■ Task prompt
Leave out the pictures and set down exactly the lines from the start of the listing through the one with "sample | x=413, y=274", both included.

Start of Block

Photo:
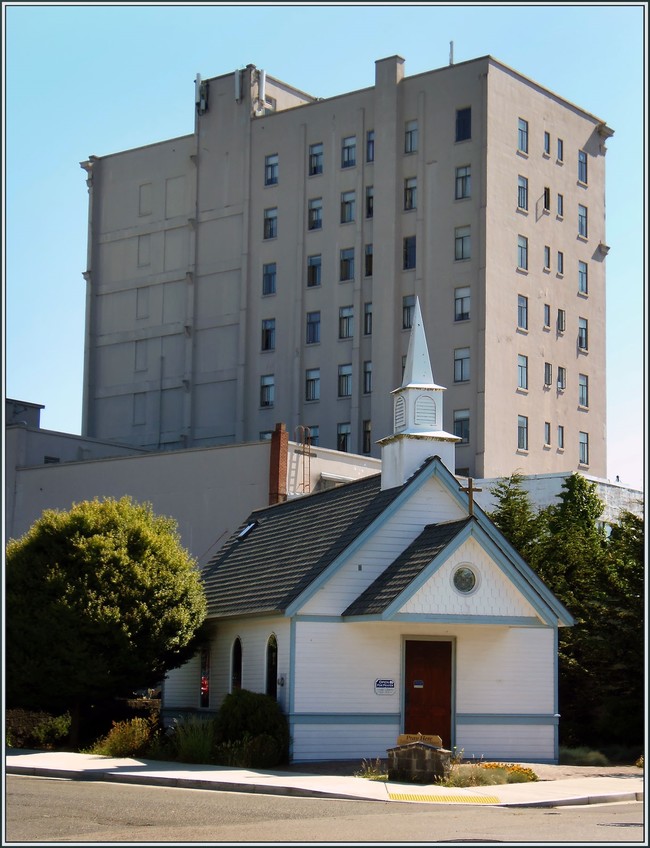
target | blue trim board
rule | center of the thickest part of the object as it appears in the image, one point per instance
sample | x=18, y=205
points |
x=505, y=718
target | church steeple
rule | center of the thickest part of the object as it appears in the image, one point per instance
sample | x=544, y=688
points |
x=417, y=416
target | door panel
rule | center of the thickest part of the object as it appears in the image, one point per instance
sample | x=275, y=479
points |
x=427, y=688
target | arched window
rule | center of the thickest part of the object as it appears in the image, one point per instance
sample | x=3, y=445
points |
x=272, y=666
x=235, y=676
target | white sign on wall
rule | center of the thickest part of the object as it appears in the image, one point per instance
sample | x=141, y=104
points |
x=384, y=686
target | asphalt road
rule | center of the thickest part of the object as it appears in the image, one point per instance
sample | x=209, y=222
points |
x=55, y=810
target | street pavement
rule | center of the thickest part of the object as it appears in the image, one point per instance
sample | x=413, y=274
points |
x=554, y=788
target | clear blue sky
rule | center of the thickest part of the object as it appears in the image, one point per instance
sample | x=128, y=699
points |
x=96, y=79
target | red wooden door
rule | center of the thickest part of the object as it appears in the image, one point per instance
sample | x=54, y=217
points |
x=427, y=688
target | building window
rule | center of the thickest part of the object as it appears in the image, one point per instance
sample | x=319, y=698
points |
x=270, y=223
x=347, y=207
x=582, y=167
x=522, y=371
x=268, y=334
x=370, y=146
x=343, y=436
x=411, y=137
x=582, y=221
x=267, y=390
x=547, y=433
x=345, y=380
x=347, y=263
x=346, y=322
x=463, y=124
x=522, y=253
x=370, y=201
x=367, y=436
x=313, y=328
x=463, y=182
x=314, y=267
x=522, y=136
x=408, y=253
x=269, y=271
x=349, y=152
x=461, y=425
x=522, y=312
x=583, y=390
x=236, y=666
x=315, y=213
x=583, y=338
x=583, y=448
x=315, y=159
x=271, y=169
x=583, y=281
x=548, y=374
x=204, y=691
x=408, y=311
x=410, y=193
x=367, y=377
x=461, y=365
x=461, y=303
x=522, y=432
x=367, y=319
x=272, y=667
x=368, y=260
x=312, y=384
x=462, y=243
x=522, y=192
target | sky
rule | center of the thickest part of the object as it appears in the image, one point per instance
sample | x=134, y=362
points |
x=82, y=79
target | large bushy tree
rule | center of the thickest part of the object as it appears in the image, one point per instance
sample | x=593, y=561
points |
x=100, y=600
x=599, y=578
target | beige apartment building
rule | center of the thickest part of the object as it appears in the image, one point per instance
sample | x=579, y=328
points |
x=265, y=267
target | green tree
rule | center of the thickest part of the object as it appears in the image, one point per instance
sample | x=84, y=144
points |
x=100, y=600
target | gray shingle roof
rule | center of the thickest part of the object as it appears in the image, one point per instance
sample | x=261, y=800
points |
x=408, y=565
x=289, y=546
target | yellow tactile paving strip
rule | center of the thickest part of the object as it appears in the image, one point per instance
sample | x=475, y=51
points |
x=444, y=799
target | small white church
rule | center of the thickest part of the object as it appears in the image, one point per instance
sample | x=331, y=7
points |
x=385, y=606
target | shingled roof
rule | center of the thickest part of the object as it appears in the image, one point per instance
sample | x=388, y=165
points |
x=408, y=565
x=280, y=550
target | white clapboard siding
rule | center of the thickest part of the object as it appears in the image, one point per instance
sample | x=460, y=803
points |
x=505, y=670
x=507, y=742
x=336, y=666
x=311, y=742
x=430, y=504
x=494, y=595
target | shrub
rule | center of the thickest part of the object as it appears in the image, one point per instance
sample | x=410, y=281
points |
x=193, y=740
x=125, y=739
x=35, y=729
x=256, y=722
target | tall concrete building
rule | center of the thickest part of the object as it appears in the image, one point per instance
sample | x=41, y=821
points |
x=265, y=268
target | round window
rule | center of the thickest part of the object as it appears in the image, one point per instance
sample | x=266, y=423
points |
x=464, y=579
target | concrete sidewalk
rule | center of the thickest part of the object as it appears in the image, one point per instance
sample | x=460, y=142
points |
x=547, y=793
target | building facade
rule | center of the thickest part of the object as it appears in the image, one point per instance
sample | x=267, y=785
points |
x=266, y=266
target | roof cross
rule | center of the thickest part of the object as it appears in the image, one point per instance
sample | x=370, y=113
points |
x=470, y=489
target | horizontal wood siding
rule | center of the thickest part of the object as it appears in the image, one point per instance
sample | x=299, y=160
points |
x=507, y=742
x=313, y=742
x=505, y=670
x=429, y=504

End of Block

■ Exercise solution
Photo:
target | blue trim board
rule | center of the thickest part of the object as it appears in the image, one point per instance
sample | x=18, y=205
points |
x=505, y=718
target | church steeple
rule | center of the thickest part of the object as it appears in the image, one point per instance
sample | x=544, y=688
points |
x=417, y=416
target | door panel
rule | center of the thickest part of the object as it appears in the image, one point per instance
sample | x=275, y=479
points |
x=427, y=688
target | arched window
rule | center of the thickest part of the object as it appears in the image, one point per instance
sample | x=3, y=445
points |
x=272, y=666
x=235, y=676
target | white sign on wall
rule | center of the thickest part of the object as it appears in the image, one point per instance
sample | x=141, y=104
points |
x=384, y=686
target | asphalt road
rule | center of the thickest part of the object as it appears in the image, one point per instance
sample | x=209, y=222
points |
x=55, y=810
target | street pavement
rule | center of the thickest part of the object as it appears in the image, one point per instance
sample | x=413, y=274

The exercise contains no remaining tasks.